### Zadanie 1
Na czym tekst o polskiej symulacji pandemii opiera przewidywanie, że szczyt zachorowań przypadnie na lato? Odpowiedz w jednym–trzech zdaniach.
### Zadanie 2
Odpowiedz krótko na pytania do tekstu o polskiej symulacji pandemii.
(a) Jaki fizyk kieruje zespołem, który stworzył symulację?
(b) Ilu chorych na COVID-19 może być według symulacji?
(c) Jaka instytucja wsparła projekt sprzed 10 lat?
### Zadanie 3
Kontynuuj tekst o polskiej symulacji pandemii COVID-19 od miejsca, w którym się kończy.

Szczyt nadejdzie w czasie wakacji. Oto pierwsze wyniki polskiej symulacji pandemii COVID-19

Ola Gersz
Zespół polskich naukowców pod wodzą fizyka Franciszka Rakowskiego stworzył symulację, która przewiduje skalę rozprzestrzeniania się wirusa SARS-CoV-2 w Polsce. Co z niej wynika? Szczyt pandemii nastąpi w lecie, a liczba chorych na COVID-19 może sięgnąć... miliona.
Kiedy nadejdzie szczyt epidemii COVID-19 w Polsce? Wskazuje na to polska symulacja Fot. Jakub Orzechowski / Agencja Gazeta
10 lat temu zespół młodych naukowców, którym kierował Franciszek Rakowski, wówczas doktor fizyki z Interdyscyplinarnego Centrum Modelowania Matematycznego i Komputerowego Uniwersytetu Warszawskiego, stworzyli symulację epidemii choroby zakaźnej. Ta nie zainteresowała jednak rządu, mimo że projekt wsparł Państwowy Zakład Higieny.

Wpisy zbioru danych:

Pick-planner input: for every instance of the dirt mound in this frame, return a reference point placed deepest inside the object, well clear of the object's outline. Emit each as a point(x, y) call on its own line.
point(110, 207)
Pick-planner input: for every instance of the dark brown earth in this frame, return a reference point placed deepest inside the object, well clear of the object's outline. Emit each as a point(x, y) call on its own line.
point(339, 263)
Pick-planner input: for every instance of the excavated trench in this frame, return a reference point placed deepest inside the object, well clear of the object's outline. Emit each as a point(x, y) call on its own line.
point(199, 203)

---

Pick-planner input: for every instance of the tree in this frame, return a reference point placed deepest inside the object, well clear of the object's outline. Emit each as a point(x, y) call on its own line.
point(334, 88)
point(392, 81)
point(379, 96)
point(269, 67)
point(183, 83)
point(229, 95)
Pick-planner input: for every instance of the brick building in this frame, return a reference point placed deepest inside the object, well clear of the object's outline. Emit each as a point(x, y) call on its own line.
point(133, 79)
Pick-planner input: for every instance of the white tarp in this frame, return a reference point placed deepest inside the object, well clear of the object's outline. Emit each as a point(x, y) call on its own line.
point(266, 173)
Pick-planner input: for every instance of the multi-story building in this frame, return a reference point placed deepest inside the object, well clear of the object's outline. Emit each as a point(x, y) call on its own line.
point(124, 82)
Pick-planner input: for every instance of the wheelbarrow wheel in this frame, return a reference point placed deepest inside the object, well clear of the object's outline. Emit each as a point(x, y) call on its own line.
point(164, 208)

### Oczekiwana odpowiedź 1
Opiera je na symulacji, którą stworzył zespół polskich naukowców kierowany przez fizyka Franciszka Rakowskiego. Symulacja przewiduje skalę rozprzestrzeniania się wirusa SARS-CoV-2 w Polsce. Według niej szczyt pandemii nastąpi latem, a liczba chorych może sięgnąć miliona.

### Oczekiwana odpowiedź 2
(a) Franciszek Rakowski.
(b) Nawet milion.
(c) Państwowy Zakład Higieny.

### Oczekiwana odpowiedź 3
Jak czytamy w "Polityce", "model Rakowskiego jest uniwersalny – bo opisuje rozprzestrzenianie się dowolnej choroby przenoszonej drogą kropelkową". Oznacza to, że po wpisaniu danych związanych z wirusem SARS-CoV-2 i wywoływaną przez niego chorobą COVID-19, otrzymalibyśmy symulację pandemii koronawirusa. A dokładniej - symulację rozprzestrzeniania się epidemii w Polsce: od miejscowości do miejscowości, od miasta do miasta.


Franciszek Rakowski postanowił taką symulację COVID-19 stworzyć. – Moim obywatelskim obowiązkiem była reanimacja [projektu]. Polegała ona na zastąpieniu parametrów typowych dla grypy parametrami COVID-19 – mówi fizyk w rozmowie z "Polityką". Jego zespół pracuje nad symulacją od dwóch miesięcy i tym razem spotkała się ona z zainteresowaniem ze strony Ministerstwa Zdrowia.

Kiedy nastąpi szczyt epidemii koronawirusa w Polsce?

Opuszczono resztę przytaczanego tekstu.